Ainda há muitos terrenos urbanizáveis na Área Metropolitana de Lisboa, e sobretudo, também, há muitas casas por reabilitar. Pode haver, nessa mesma medida, um apoio à reabilitação, porque também há senhorios pobres. E nós temos de entender isto. Há grandes investidores imobiliários. O apoio à reabilitação ou a negociação de investimentos, que depois se traduzam em percentagens de casas a custos controlados, em percentagens de casas disponíveis para habitação municipal... Isso é bom em muitas dimensões. Coisa diferente acharmos que resolvemos o problema da habitação impermeabilizando todos os terrenos e não protegendo o ambiente e a biodiversidade. Porque aí estamos a condenar-nos à morte. A todos: aos ricos e aos pobres.

Não há um equilíbrio?

Veremos se o clima concorda connosco. Olhemos para a Austrália, para aquilo que aconteceu na Alemanha, aquilo que está a acontecer na Amazónia. Almada está identificada como uma das frentes de entrada de furacões na Europa e na Península Ibérica. Por razões geográficas, temos visto, e tenho assistido, a tempestades cada vez mais violentas na zona ribeirinha. Quando acontecer uma tragédia, quando numa inundação, numa tempestade, desabarem casas, quando morrerem pessoas, vamos ver se o clima concorda connosco. É preciso tomar medidas urgentes, porque já vamos tarde. A ciência tanto tem a capacidade de nos salvar de uma pandemia, como tem a capacidade de nos mostrar que as alterações climáticas serão a grande causa de novos pobres, novos refugiados, de mortos e de fome no mundo.

Almada está identificada como uma das frentes de entrada de furacões na Europa e na Península Ibérica.

^^^^

### OBJETIVO DO EXERCÍCIO
Diga se cada afirmação concorda com o texto sobre habitação e clima, respondendo sim ou não e citando as palavras exatas do texto que o decidem.
1. Ainda existem muitos terrenos urbanizáveis na Área Metropolitana de Lisboa.
2. Todos os senhorios são ricos.
3. Almada é apontada como uma das frentes de entrada de furacões na Europa.
Responda apenas com base no texto apresentado.

^^^^

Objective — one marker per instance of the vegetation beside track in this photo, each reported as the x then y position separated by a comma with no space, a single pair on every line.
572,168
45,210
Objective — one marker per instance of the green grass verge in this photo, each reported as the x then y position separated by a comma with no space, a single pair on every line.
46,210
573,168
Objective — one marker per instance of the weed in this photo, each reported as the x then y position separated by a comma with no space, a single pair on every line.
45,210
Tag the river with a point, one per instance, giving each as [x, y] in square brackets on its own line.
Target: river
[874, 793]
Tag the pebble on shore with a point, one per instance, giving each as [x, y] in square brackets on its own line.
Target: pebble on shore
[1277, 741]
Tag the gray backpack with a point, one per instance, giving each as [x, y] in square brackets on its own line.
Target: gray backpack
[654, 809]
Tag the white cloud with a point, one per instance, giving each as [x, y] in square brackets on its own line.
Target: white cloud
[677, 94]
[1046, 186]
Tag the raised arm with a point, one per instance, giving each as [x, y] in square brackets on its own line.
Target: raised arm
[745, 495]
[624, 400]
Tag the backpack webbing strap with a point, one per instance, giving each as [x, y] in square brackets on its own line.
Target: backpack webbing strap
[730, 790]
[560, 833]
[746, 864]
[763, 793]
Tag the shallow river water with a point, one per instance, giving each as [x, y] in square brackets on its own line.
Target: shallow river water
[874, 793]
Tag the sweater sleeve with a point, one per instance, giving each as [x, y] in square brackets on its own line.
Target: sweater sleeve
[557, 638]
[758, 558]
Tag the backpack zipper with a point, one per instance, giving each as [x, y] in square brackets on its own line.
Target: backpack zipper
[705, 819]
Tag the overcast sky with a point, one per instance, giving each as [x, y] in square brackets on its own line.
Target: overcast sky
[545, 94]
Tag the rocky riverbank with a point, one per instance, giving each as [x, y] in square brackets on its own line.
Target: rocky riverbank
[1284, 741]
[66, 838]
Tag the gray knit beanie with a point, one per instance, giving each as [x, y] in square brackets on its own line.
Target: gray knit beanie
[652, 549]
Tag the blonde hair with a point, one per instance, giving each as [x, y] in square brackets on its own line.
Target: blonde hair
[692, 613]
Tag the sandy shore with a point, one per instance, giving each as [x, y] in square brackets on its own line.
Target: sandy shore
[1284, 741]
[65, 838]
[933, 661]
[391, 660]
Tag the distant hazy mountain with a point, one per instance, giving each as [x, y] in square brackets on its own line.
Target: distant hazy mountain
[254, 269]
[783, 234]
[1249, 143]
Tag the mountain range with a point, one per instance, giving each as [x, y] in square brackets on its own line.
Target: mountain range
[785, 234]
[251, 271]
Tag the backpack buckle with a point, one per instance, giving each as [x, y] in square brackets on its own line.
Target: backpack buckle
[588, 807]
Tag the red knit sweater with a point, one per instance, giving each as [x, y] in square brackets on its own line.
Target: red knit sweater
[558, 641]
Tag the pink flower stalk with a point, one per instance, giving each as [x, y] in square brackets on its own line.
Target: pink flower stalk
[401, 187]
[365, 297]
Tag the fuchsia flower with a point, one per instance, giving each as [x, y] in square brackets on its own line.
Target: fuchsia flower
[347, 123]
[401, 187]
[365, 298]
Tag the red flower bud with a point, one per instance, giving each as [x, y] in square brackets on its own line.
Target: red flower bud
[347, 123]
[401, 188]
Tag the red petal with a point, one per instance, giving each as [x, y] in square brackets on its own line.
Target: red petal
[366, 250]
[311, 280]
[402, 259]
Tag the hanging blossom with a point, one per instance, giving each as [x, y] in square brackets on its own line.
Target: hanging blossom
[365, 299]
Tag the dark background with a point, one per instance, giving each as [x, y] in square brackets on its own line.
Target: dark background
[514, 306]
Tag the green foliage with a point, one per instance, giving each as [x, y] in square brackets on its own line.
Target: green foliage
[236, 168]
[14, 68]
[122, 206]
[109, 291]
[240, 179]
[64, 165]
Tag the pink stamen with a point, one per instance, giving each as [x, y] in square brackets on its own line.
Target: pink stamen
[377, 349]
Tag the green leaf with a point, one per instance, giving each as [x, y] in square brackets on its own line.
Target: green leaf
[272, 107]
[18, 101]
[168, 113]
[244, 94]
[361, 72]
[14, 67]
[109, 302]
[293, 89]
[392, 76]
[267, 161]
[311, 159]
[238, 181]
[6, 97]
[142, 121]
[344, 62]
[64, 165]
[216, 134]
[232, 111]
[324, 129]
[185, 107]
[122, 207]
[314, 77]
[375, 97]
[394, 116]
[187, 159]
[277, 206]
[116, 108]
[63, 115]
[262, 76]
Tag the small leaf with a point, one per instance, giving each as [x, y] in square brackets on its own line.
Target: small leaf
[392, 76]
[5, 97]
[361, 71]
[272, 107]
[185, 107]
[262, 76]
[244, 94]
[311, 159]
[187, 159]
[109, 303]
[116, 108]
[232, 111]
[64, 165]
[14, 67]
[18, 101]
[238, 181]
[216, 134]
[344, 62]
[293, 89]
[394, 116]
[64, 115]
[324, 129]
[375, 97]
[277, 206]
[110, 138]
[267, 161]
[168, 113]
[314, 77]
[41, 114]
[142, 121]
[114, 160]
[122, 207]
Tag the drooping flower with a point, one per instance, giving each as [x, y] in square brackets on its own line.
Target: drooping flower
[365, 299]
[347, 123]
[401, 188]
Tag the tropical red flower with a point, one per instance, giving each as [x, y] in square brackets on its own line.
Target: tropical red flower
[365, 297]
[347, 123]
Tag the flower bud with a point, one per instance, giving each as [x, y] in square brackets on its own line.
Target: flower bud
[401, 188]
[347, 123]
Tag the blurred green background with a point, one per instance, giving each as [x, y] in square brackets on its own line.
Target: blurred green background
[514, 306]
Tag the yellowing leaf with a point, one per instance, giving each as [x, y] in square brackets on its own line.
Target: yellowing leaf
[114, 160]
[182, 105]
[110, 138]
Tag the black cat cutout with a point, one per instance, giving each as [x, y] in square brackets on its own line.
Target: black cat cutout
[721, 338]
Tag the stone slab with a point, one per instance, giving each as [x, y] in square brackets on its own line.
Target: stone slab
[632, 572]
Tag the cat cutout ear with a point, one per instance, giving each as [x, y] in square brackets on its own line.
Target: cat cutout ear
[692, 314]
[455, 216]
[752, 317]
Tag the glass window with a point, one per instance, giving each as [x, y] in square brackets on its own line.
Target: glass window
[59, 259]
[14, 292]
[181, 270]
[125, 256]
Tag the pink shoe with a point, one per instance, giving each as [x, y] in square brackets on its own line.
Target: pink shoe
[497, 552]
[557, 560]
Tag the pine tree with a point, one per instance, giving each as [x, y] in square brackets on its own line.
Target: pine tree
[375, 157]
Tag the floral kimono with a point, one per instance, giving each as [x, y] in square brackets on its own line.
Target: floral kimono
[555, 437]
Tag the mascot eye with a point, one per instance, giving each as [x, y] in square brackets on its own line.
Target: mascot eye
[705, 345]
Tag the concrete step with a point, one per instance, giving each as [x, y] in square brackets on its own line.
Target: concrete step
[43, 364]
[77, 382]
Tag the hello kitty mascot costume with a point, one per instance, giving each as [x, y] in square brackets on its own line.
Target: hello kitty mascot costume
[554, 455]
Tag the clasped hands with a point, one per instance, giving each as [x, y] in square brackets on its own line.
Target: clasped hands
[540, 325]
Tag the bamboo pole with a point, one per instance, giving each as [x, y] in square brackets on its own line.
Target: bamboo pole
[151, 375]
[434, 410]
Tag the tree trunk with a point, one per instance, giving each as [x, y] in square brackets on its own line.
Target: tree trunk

^^^^

### RESPOSTA
1. Sim: «Ainda há muitos terrenos urbanizáveis na Área Metropolitana de Lisboa».
2. Não: «também há senhorios pobres».
3. Sim: «Almada está identificada como uma das frentes de entrada de furacões na Europa e na Península Ibérica».